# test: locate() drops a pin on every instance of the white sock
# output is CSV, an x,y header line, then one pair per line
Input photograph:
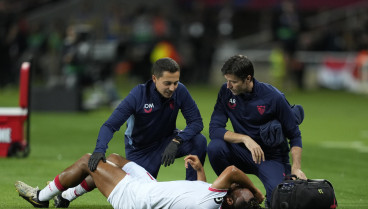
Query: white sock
x,y
49,192
72,193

WHAT NEEDS TO BE DONE: Pictures stay out; reproduce exactly the lines from the one containing "# output is" through the end of the data.

ANSWER SECTION:
# output is CSV, an x,y header line, then one pair per line
Input photograph:
Query: white sock
x,y
49,192
72,193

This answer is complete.